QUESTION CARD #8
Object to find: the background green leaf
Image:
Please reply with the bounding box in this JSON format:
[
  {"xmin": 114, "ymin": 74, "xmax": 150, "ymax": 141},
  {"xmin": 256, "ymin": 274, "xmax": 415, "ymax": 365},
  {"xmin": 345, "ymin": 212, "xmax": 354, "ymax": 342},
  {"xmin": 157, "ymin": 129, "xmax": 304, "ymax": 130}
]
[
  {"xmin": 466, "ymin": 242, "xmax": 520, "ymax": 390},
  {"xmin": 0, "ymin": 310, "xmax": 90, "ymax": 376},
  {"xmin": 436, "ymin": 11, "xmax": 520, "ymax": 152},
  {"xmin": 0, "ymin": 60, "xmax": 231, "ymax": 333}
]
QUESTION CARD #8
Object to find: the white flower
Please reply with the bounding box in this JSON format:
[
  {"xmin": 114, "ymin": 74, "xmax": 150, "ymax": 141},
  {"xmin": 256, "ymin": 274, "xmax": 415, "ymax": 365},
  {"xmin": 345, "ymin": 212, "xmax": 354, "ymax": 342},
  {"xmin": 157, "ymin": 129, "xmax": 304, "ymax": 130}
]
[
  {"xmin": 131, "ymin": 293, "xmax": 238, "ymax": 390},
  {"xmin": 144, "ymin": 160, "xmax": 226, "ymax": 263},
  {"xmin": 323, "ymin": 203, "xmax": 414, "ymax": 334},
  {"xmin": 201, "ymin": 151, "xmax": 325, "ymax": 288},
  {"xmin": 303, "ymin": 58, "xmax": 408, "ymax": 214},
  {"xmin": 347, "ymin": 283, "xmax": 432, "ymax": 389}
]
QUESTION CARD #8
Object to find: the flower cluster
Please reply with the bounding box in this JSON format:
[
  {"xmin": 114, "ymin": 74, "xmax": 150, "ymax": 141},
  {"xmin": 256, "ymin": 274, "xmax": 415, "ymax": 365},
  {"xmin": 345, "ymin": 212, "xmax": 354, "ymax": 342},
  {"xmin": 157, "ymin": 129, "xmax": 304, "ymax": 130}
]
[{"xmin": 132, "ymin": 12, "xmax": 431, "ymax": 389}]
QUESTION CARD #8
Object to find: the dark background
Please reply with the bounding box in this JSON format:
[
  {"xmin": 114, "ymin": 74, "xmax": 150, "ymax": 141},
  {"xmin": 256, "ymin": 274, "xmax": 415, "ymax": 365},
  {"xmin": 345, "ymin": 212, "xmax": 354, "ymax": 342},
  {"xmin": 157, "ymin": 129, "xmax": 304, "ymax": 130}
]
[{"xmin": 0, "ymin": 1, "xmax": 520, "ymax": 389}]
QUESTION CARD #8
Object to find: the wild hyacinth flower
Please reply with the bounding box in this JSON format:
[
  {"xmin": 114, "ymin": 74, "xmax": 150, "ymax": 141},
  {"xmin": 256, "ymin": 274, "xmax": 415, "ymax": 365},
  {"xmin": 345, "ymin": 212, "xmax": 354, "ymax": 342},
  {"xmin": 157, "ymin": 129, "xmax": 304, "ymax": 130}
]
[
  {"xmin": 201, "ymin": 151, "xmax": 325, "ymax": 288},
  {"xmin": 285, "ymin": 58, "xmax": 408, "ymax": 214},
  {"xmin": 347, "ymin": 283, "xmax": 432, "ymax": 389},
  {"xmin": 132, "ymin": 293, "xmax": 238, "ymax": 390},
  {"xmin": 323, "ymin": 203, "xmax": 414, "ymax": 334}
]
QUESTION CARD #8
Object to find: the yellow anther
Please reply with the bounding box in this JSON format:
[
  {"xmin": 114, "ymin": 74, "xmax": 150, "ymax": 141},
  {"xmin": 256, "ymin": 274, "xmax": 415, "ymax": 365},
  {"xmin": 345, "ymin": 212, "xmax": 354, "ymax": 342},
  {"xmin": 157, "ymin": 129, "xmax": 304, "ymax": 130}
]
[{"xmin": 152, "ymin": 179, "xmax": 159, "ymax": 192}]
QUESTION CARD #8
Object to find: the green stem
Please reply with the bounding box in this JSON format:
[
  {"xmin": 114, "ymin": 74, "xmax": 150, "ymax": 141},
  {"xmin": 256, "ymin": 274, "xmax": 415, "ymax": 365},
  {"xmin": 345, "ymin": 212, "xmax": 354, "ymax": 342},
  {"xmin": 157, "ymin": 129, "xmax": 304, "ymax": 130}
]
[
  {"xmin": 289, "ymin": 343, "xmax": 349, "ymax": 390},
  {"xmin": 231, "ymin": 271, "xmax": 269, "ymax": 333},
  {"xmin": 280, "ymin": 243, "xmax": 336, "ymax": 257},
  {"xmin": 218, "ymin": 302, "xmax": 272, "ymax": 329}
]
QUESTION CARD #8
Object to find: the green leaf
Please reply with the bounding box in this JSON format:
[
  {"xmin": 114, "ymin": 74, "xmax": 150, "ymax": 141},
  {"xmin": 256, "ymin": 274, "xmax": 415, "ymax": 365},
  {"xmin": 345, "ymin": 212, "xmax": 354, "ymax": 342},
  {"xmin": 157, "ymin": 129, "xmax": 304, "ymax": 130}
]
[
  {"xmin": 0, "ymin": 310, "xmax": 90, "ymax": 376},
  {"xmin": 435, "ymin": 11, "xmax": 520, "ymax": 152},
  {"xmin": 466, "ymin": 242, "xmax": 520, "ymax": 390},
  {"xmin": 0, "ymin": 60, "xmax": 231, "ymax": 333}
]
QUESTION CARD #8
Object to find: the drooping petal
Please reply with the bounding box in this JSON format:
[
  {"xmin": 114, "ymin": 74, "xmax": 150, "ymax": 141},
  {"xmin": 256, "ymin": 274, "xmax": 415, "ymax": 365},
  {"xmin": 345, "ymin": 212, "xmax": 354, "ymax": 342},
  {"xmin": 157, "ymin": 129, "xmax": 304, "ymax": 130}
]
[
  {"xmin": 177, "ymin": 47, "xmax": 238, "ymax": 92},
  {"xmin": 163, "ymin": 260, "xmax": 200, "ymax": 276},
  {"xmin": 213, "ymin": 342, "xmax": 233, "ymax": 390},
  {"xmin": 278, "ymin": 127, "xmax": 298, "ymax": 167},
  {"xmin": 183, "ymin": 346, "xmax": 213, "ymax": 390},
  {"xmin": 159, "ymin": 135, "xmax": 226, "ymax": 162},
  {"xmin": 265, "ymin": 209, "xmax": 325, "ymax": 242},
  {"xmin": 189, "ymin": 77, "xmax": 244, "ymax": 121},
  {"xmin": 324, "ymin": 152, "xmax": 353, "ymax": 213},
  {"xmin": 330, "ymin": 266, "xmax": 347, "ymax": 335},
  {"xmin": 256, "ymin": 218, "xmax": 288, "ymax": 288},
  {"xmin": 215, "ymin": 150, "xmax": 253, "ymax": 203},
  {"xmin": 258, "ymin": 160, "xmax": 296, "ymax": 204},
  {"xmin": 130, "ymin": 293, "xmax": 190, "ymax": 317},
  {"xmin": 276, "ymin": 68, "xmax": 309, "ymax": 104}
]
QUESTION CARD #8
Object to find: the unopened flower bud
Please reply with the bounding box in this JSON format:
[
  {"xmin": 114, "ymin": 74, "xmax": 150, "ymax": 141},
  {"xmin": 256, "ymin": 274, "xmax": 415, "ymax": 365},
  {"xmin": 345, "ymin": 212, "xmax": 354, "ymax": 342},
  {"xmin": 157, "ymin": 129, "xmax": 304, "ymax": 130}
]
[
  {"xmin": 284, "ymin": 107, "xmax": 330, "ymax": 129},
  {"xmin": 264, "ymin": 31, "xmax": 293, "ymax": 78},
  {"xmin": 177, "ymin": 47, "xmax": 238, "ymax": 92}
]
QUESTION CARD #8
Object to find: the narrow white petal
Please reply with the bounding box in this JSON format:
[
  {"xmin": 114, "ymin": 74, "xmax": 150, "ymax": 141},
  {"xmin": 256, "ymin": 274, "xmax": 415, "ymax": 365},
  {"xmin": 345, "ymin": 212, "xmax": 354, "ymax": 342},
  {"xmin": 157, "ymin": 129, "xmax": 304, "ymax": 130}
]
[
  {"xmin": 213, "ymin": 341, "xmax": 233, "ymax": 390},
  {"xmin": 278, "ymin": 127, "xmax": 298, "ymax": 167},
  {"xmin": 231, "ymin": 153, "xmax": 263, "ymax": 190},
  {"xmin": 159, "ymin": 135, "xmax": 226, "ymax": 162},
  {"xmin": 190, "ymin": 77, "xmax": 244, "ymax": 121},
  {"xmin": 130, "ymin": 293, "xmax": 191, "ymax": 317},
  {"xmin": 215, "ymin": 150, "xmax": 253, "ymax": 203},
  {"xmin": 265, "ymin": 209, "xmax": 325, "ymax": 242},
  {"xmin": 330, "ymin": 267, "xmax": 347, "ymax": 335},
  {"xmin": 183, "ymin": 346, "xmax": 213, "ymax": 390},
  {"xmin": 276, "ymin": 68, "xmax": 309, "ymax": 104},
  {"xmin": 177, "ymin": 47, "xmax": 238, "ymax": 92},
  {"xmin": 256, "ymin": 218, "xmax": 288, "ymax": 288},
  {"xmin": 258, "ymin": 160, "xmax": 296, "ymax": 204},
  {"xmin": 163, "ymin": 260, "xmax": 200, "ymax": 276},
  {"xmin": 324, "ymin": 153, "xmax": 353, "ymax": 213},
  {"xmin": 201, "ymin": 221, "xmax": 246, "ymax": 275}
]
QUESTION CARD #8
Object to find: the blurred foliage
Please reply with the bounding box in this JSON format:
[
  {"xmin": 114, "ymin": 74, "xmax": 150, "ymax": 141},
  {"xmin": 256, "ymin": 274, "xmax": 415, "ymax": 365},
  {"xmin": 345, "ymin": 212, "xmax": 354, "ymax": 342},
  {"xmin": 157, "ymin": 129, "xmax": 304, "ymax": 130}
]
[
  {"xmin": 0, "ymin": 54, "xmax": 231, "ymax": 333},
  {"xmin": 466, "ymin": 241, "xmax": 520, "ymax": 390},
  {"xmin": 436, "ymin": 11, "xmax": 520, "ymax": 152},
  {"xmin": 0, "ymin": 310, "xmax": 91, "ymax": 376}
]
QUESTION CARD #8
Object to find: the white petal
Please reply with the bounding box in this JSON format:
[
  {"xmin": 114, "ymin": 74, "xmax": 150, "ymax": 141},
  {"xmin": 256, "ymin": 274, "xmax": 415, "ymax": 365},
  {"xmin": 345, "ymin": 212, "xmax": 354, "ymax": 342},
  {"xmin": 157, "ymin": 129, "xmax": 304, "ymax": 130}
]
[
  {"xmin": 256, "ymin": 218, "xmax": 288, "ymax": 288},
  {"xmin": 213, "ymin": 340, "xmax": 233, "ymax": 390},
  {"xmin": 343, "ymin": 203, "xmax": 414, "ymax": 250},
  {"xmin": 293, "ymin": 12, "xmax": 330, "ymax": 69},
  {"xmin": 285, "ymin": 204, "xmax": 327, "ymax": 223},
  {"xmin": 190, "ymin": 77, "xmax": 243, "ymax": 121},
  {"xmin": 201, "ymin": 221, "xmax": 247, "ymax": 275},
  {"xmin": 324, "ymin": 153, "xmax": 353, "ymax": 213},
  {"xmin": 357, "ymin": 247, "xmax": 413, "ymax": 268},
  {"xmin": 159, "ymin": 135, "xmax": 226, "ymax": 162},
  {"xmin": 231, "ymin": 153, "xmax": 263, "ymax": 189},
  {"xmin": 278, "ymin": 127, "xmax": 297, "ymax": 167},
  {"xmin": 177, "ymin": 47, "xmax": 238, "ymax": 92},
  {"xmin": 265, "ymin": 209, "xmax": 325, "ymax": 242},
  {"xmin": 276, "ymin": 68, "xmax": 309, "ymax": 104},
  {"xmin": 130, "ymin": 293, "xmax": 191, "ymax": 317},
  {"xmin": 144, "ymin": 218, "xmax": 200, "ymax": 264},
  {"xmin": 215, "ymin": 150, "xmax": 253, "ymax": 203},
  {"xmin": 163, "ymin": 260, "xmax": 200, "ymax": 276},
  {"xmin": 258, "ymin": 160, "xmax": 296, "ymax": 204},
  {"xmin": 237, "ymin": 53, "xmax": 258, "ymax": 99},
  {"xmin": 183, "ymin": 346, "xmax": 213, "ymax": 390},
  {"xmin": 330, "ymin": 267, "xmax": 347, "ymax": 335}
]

**GOAL**
Gather each line of the entries above that contains the word "background" and copy those lines out in full.

**SOLUTION FOR THIS PROBLEM**
Object to find: the background green leaf
Object to find: the dark background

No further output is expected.